═════ Extract to read ═════

Recovered Memories (Xlibris, 2003) by Elaine Hatfield & Richard L. Rapson. Hatfield is a distinguished social psychologist, an expert on interpersonal attraction; Rapson is a social historian.
“Recovered Memories is the story of Reza Guerrero and Sam Chavez, a modern-day Romeo and Juliet, whose brief love affair is shattered by the ethnic, social, and class confusions of the 21st century. When Reza’s father is falsely accused of sexual molestation, the young couple’s family relationships are shattered. But unlike their predecessors from Verona, Reza and Sam find an ingenious, thoroughly modern way to salvage their romance. This is a love affair that does not end in tragedy. Recovered Memories is a story of romantic obsession, secrets, and of memory in all its self-deceptive, fragile elusiveness” (from the back cover).

═════ Extracted records ═════

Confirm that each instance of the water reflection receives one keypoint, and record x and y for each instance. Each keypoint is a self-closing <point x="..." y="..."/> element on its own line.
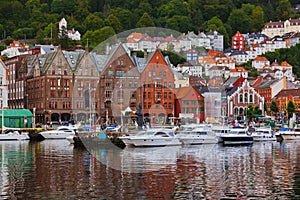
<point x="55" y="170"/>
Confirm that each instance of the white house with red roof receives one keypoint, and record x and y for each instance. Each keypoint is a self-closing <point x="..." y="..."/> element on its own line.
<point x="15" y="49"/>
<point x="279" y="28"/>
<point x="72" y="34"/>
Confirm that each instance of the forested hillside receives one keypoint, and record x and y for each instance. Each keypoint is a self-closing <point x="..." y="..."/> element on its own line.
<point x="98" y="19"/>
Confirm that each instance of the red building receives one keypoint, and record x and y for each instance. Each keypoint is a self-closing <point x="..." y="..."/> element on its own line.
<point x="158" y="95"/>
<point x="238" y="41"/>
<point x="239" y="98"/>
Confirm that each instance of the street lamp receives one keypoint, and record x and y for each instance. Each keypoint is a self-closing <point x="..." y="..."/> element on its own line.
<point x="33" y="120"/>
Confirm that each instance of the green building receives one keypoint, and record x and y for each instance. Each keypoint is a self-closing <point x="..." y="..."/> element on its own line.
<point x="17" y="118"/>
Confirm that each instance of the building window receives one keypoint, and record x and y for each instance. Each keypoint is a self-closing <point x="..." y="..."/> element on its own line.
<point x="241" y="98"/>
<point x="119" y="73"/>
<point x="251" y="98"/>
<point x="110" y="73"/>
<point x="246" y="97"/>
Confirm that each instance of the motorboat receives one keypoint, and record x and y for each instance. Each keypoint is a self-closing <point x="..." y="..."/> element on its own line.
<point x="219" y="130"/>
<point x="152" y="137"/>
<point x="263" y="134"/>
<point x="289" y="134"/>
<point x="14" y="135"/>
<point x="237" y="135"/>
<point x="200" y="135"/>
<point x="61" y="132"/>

═════

* Work instruction 1 *
For the text about Recovered Memories, decide whether each statement agrees with it: (a) Hatfield is a social historian; (b) Reza's father is falsely accused of sexual molestation; (c) the love affair ends in tragedy. Answer yes or no for each and quote the words of the text that settle it.
* Work instruction 2 *
Resume the text about Recovered Memories at the point where it stops.
The listing is separate material and has nothing to do with the text about Recovered Memories.

* Task output 1 *
(a) No: "Hatfield is a distinguished social psychologist"
(b) Yes: "When Reza’s father is falsely accused of sexual molestation"
(c) No: "This is a love affair that does not end in tragedy."

* Task output 2 *
In a letter (10/13/03), Hatfield adds: “This novel, inspired by a real-life incident, recounts the attempt of the family members to cope with this devastating “revelation” — sadly reminiscent of the difficulties that all families face when confronted with such false accusations.”
Also in 2003, Hatfield and Rapson published (again with Xlibris) a sequel of sorts, Darwin’s Law, on themes of love, mate selection, and life as seen through the lenses of evolutionary psychology and feminism.
Remainder (Vintage Books, 2007) by Tom McCarthy. A man emerges from a coma with no memory, and with the fortune from the lawsuit goes about the process of reconstructing his identity — and, in the process, to convince himself that he actually exists. “I remember, therefore I am”. For a review, see Liesl Schillinger, “Play It Again”, New York Times Book Review, 02/25/07.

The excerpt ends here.